### Reading passage
——
Coffee & Wisdom 02.87: The Problem with Language Part 1
David Breeden is speaking all week about the problem with language.
Video
Please Subscribe
Podcast
Podcast: Play in new window | Download (Duration: 10:43 — 14.7MB)
Subscribe: Apple Podcasts | Google Podcasts | Amazon Music | RSS
Transcript:
Hello, I’m David Breeden, I’m the senior minister at First Unitarian Society of Minneapolis, a historically humanist congregation. And this is coffee and wisdom in our summer form when we are live on Tuesdays and Thursdays at 9 a.m. Central Time. This week, I’m going to be looking at the problem with language. So one thing we have to think about is when writing began. And you may or may not remember the first author ever, the first person to name herself, was Enheduanna in the 23rd century BCE. She was a Sumerian in the city of Ur and a priestess of Inanna, one of the gods of the Sumerians. She wrote, “I the high priestess,I,Enheduanna! I carried the ritual basket, I intoned the acclaim.” And she wrote. We have about 12 to 15 poems that she wrote that were put in cuneiform on clay tablets. And so she is the first named author in human history. And then, you know, after that we’ve had several of them. But we do need also to think about something a little bit before writing. We do know that writing appeared apparently more or less simultaneously in Mesopotamia, the Tigris and Euphrates area, China and in Mesoamerica. But where did language come from? While this is still very controversial, but it probably began somewhere around 2 million years ago, which would put it before the Neanderthals, before Homo sapiens, back to Homo erectus.
So most estimates right now are between 1.5 and 2 million years ago, and definitely in a different human type. Now, how do we know that? Well, it’s a little bit complicated, but for one thing, Homo erectus was able to sail miles and miles to islands on boats that they made that didn’t sink. And it takes about 20 people to start a new colony, if you’re going to go out and people something. And so probably they were the ones who did it, and probably they were able to talk because they would have had to cooperate building the boat. They would have had to figure out where to go and how, and they would have had to keep rowing or sailing, or something. So they probably were able to communicate. Also, we do have Venus of Berekhat Ram, which is something between 500,000 and probably 225,000 years old. It is the oldest religious, we think – a religious symbol that humanity has created. And it also would be dating back to Homo erectus, well before Homo sapiens came along. Well, this is still controversial, as I say. A recent book, “How Language Began: The Story of Humanity’s Greatest Invention,” by Daniel Everett, began to work on this idea of Homo erectus and how they probably developed language.
——
### Provided information
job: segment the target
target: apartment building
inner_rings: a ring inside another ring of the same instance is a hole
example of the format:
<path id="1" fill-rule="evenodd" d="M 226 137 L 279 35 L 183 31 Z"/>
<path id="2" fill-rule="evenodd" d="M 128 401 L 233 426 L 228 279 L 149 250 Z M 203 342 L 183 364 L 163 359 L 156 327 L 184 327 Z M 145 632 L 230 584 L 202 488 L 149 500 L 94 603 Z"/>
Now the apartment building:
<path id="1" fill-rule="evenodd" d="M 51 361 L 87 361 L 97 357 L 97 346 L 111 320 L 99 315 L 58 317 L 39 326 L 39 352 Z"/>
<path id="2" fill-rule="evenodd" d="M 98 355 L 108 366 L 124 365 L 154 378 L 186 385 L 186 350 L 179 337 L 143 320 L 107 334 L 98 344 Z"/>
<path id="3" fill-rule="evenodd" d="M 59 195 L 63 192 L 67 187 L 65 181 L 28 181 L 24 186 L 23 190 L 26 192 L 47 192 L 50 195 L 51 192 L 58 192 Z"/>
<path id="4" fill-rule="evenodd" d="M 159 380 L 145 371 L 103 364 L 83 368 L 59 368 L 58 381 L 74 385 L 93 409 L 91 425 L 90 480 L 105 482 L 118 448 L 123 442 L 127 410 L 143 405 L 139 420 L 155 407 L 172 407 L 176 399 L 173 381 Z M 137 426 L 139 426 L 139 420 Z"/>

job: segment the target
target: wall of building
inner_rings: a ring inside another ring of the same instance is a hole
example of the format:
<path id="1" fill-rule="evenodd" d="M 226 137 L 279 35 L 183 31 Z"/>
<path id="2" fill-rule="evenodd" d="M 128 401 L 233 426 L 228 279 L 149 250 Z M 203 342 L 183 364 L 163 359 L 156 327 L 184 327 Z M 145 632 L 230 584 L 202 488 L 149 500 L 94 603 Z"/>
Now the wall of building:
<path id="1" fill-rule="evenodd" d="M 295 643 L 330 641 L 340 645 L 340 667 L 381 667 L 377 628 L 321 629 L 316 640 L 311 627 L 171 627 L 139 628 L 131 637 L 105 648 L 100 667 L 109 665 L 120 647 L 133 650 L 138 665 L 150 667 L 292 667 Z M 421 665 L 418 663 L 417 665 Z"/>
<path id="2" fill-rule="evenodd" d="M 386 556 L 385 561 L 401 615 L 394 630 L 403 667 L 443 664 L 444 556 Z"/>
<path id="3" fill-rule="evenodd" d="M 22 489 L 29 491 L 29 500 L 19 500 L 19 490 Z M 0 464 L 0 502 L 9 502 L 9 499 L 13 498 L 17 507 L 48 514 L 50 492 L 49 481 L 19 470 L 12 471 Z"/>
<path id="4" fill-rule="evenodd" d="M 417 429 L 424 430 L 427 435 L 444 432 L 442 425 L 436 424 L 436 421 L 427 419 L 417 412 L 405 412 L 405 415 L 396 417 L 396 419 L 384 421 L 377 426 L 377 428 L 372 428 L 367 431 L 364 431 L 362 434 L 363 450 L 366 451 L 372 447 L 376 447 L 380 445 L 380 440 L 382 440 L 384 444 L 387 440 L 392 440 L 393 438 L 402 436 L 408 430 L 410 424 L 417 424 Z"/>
——
### Requirements
1. In the transcript about the problem with language, who is named as the first author in human history?
2. Pick up the transcript about the problem with language after its final sentence and carry it forward.

### Outputs for the tasks
1. Enheduanna, a Sumerian priestess of Inanna in the city of Ur in the 23rd century BCE.

2.
And then that language usage then goes into other human types. He says communication is the transfer of information, and language is the transfer of information by symbol. Now symbols then become writing, as we know, which is something probably around 50,000 years old, but maybe newer. It’s according to how you you cut the deck on that particular thing. But he thinks how language began was communication, transferred information, and then language was an information transfer of symbols into how we began to communicate with each other. Now what he says is that symbols have three properties. Now we’re talking about symbolic language, not writing at this point. One is arbitrariness. Wait, how does that work, right? Then intentionality, and then kind of a made up word, but “conventionalisation.” All right. What are those? Well, first off, with language is arbitrariness. These sounds that we make to do certain kinds of communication have no real connection to anything except themselves. So dentro is the word for tree in Greek. In English, its tree. Now those are completely arbitrary, in that they are not related to each other. They both say the same thing. So they are arbitrary in how they developed, or somehow, we don’t know that. But they’re not arbitrary in what they denote. So you get the idea here that there are going to be lots of different human languages.
Then there is intentionality. That would be – we have to have at least two people who know what that word means. We have to intentionally develop sounds that have some relation to reality. So these two guys have to say “tree?” And yeah, I know about the tree, and we can go cut it down, etc. So they have to have an intentionality in their ability to communicate. And then we have “conventionalisation.” And that would be more than two people being able to talk about this one particular thing, tree. So, a whole tribe suddenly learns how to say “tree’ or here they go, “deer” or “cook,” etc. “Skin,” “build a fire,” and these kinds of things. So suddenly a whole tribe has a conventionality to it. Now, that works very well in small groups, doesn’t it? And sometimes even in small languages. But what happens when we suddenly have 7 billion people and 6,500 languages in the world – and suddenly “hello” can be said 6,500 different ways. How then do we have those three things that are required for communication? That, then, becomes the problem with language. And then we have an extra problem with language, which is that we can lie, can’t we? Now most people have forgotten the philosopher Epimenides, but he was from Crete and he said, “All Cretans are liars.”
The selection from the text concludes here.